→ Selected extract
--
The explosive devices intercepted in intelligence-led security checks on a UPS freighter at East Midland airport, UK and a FedEx cargo flight in Dubai were "probably" intended to detonate in flight, they were "viable", and could have brought down the aircraft, according to a statement today in Parliament by the UK Home Secretary Theresa May.

May announced a number of measures to reduce the risk of further such events, including banning all unaccompanied freight shipments not only from Yemen, where the two packages originated, but also from Somalia.

Because the PETN explosive in the bombs was packed into printer toner cartridges, May has put a temporary ban on the carriage of toner cartridges of more than 500g capacity in passenger hand baggage on UK flights, and the shipping by air freight of toner cartridges to and from the UK unless the consignment originates with a trusted shipper known to the UK Department for Transport. This ban will be reviewed after a month, by which time further studies will have determined how best to proceed in future, says May.
--
→ Source material
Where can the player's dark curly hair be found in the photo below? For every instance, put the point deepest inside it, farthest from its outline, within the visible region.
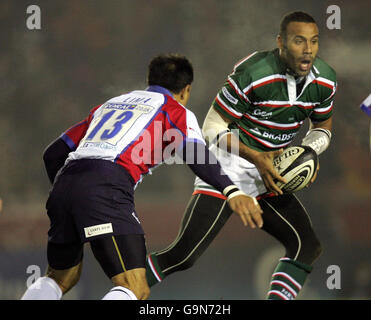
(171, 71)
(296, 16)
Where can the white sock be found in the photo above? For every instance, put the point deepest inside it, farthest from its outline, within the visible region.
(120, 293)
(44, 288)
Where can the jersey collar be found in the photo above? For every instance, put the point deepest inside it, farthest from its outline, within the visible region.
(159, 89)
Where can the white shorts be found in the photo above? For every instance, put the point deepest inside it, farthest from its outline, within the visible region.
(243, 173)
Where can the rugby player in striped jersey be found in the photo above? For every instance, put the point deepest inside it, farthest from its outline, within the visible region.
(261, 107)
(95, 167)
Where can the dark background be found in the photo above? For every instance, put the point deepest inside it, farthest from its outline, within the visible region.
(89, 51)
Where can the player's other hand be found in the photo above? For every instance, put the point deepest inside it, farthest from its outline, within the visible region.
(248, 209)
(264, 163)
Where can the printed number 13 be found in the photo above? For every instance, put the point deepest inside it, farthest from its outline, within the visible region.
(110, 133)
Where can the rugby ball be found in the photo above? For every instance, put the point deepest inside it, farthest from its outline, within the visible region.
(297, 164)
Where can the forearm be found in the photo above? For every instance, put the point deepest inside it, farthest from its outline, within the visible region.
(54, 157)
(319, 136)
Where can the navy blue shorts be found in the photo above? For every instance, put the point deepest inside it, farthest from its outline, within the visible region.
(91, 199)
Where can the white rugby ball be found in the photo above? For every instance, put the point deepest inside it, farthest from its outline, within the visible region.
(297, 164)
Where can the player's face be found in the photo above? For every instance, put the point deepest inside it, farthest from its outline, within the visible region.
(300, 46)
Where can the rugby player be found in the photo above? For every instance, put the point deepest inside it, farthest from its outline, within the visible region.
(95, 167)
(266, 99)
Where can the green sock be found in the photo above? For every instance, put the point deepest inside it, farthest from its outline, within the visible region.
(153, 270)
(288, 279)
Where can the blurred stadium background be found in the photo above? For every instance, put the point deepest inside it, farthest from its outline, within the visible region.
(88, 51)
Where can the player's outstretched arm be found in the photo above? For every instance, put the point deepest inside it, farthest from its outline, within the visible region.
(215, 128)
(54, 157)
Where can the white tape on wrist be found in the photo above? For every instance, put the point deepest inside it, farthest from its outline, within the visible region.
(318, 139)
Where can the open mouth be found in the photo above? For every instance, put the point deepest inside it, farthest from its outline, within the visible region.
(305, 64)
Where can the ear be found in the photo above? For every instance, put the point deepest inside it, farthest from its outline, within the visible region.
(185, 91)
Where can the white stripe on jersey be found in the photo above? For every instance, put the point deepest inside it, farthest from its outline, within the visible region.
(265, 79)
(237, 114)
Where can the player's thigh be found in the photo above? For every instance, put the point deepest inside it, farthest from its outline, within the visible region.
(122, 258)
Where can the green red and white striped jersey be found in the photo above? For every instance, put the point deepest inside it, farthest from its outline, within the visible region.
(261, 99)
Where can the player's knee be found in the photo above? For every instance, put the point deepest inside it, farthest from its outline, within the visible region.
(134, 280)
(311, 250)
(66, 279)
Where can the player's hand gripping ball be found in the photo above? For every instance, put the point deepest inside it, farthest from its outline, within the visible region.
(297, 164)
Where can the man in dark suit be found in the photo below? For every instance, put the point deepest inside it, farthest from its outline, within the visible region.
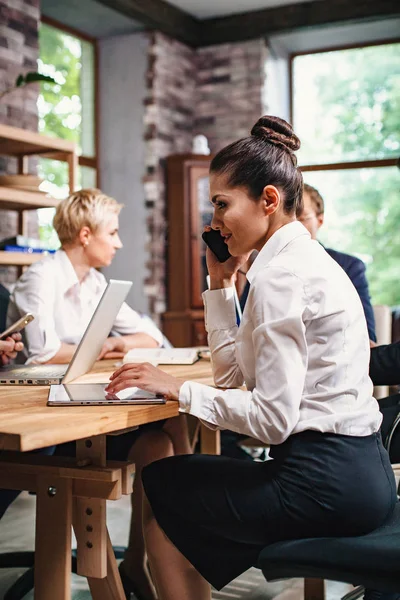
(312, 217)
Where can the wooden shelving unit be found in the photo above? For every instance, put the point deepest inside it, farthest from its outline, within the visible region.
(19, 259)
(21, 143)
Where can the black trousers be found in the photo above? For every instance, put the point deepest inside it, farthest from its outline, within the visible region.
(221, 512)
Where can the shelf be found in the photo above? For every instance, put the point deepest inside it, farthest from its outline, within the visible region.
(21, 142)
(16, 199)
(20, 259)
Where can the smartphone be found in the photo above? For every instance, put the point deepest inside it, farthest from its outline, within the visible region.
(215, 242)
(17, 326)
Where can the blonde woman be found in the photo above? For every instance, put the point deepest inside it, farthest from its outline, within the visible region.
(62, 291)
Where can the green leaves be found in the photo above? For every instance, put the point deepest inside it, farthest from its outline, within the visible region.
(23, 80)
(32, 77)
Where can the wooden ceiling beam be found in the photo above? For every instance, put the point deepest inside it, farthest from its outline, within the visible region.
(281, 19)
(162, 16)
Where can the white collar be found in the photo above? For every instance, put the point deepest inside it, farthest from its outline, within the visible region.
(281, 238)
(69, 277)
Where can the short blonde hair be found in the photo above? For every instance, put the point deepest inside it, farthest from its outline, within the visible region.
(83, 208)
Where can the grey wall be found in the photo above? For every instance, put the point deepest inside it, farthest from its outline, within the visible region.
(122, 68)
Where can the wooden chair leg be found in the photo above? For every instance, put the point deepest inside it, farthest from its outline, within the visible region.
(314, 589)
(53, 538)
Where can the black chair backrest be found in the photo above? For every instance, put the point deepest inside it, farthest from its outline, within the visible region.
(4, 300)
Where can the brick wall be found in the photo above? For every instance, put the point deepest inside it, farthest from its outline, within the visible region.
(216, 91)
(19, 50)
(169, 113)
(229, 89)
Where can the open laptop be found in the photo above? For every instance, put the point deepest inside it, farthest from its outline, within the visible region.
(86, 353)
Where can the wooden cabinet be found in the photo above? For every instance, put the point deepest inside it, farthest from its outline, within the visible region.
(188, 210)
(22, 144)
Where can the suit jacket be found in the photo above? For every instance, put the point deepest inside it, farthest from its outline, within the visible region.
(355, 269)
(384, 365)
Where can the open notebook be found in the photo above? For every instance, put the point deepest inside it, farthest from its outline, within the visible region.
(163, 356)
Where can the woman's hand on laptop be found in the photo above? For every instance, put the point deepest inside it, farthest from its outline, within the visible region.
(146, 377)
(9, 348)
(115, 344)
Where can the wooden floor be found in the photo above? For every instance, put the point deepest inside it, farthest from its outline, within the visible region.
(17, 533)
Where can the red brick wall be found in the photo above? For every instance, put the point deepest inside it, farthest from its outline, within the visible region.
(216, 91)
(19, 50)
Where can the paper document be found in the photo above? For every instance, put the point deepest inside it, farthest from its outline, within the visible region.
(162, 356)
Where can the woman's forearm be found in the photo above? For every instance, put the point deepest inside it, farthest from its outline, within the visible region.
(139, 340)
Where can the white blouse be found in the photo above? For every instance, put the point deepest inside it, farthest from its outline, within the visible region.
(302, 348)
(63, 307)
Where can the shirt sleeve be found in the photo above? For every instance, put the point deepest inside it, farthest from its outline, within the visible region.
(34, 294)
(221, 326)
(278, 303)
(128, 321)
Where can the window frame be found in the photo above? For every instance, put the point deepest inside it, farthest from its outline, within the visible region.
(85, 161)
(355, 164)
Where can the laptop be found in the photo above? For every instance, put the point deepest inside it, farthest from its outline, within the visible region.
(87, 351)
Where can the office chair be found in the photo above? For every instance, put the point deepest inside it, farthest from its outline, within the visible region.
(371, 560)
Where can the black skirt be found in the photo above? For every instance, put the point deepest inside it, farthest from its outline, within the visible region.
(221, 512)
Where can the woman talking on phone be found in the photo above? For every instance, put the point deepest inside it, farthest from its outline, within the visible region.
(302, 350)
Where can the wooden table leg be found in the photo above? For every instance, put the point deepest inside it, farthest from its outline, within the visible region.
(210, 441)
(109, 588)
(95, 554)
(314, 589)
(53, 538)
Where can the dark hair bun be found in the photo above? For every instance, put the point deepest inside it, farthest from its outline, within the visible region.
--
→ Work instruction A
Answer these questions using the air cargo bomb report:
(i) At which two locations were the explosive devices intercepted?
(ii) Besides Yemen, from which country are all unaccompanied freight shipments banned?
(iii) After how long will the toner cartridge ban be reviewed?
→ Work instruction B
Go on with the air cargo bomb report from its last sentence.
The entries have nothing to do with the air cargo bomb report.

→ Written reply A
(i) East Midland airport in the UK, on a UPS freighter, and Dubai, on a FedEx cargo flight.
(ii) Somalia.
(iii) After a month.

→ Written reply B
She reported that security providers at airports have been supplied with details of the devices to increase the likelihood of future recognition during scanning. The intelligence that led to the discovery of the explosive devices originated from Saudi Arabia, and the organisation that was responsible is a known group called Al Qaeda in the Arabian Peninsula. May says that there is no further indication of similar plots by the same organisation at present.